EXTRAIT DE PAGE:
□ □ □ □

Victor Averty, dernier intervenant estudiantin à ce Colloque, estime que : « Le sujet de la décarbonation est vaste tant il est complexe et multiséculaire ».
L’intervention de l’étudiant maritimiste vient s’ajouter aux considérations soulevées par sa camarade Anaëlle, ce dernier estimant que : « les enjeux de décarbonation ne concernent pas que les professionnels du transport maritime et que le rôle de chaque individu doit être pris en compte dans l’équation ».
« Tout le monde souhaite moins polluer, moins consommer, mais c’est toujours la faute des industries et jamais de la nôtre », estime Victor.
D’après l’étudiant en Droits Maritimes, avant même de réfléchir à changer les comportements des acteurs de la chaîne d’exploitation de l’industrie maritime, il faut avant tout : « repenser nos schémas de consommation qui ont un impact direct sur les émissions de CO2 par les navires ».
Un changement de mentalité des consommateurs doit s’opérer. Victor Averty considère à ce titre qu’il : « faut accepter l’idée que tous nos produits ne peuvent arriver à la maison en un jour » mais aussi : « freiner notre consommation et nos envies, cela permettant une réduction du trafic maritime mondial et par la même une réduction des émissions de CO2 ».

□ □ □ □

D'après l'extrait sur la décarbonation, que faut-il repenser avant même de chercher à changer les comportements des acteurs de l'industrie maritime ? Les lignes proviennent d'une autre source que l'extrait.

□ □ □ □

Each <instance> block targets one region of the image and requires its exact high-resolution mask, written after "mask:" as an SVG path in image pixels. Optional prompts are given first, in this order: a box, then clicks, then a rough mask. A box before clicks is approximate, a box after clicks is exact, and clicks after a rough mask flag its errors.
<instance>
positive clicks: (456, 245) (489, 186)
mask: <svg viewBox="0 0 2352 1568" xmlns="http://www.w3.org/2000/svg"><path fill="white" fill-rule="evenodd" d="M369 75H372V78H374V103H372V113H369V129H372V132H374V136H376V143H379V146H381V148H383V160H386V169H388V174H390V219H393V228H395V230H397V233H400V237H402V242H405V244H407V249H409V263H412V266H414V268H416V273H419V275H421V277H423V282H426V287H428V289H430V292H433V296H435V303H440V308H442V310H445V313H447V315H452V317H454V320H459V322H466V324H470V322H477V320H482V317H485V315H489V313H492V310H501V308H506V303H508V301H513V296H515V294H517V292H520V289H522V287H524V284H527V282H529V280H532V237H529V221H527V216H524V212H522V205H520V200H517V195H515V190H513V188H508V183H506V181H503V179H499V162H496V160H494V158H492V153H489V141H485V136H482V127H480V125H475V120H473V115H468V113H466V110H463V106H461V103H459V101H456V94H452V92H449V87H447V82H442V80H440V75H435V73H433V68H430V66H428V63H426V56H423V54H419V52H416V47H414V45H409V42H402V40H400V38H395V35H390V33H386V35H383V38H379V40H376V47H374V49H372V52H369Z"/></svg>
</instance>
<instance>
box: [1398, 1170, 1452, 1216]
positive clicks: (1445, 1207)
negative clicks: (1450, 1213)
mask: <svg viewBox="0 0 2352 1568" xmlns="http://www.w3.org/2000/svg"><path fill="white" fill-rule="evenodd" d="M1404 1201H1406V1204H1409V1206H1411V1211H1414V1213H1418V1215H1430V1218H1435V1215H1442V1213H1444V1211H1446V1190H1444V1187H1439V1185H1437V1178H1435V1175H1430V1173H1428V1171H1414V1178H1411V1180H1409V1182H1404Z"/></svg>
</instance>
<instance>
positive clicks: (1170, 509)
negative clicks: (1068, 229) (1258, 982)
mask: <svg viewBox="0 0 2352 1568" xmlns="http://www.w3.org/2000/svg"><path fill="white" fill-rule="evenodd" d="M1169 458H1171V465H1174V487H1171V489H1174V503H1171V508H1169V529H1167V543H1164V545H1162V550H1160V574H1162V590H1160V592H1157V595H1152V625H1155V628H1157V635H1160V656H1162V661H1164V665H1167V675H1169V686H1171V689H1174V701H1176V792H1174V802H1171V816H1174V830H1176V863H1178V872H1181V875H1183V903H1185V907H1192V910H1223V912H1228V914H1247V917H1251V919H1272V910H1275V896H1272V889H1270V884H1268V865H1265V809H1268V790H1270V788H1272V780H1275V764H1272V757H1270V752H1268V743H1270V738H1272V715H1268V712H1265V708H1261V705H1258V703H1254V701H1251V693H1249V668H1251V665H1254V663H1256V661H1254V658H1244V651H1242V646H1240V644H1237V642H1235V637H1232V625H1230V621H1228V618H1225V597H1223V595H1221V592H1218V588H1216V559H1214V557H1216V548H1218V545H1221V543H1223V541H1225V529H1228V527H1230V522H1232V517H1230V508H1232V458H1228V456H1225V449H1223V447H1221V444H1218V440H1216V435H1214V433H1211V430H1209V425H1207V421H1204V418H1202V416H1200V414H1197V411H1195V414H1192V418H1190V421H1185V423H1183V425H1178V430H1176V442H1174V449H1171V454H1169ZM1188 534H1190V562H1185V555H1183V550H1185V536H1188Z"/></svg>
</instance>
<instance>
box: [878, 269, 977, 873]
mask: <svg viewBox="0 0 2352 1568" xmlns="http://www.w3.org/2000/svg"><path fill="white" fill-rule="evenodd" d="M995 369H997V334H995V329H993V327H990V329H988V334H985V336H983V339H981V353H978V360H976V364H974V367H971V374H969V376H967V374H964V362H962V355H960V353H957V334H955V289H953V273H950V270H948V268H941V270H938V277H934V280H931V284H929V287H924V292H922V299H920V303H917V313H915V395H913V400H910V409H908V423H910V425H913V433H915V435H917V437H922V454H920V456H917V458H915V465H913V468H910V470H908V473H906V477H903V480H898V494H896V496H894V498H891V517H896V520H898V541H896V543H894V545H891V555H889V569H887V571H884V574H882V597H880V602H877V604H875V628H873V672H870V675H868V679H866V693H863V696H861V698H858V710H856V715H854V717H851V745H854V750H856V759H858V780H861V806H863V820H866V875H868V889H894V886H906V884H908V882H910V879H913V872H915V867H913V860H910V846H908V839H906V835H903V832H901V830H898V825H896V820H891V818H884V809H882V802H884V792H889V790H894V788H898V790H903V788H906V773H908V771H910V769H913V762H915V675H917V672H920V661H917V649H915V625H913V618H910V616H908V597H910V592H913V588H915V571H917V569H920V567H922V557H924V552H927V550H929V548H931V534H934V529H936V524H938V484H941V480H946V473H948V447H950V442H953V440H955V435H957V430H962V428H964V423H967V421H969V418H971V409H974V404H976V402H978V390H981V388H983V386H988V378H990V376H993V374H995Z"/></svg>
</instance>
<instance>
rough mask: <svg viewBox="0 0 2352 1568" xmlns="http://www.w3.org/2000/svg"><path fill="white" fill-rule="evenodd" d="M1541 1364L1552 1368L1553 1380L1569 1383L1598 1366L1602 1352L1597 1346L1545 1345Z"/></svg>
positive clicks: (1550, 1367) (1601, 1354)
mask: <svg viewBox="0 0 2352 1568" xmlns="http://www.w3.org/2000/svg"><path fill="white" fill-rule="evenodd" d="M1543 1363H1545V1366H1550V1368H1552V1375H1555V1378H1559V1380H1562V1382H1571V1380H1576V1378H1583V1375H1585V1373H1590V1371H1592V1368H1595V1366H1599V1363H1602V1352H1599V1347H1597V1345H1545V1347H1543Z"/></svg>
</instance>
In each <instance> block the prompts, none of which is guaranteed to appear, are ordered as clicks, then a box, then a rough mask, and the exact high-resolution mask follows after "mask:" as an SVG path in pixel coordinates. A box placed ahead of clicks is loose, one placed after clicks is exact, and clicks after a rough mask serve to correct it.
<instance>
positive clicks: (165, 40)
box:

□ □ □ □

RÉPONSE:
Nos schémas de consommation, qui ont un impact direct sur les émissions de CO2 par les navires.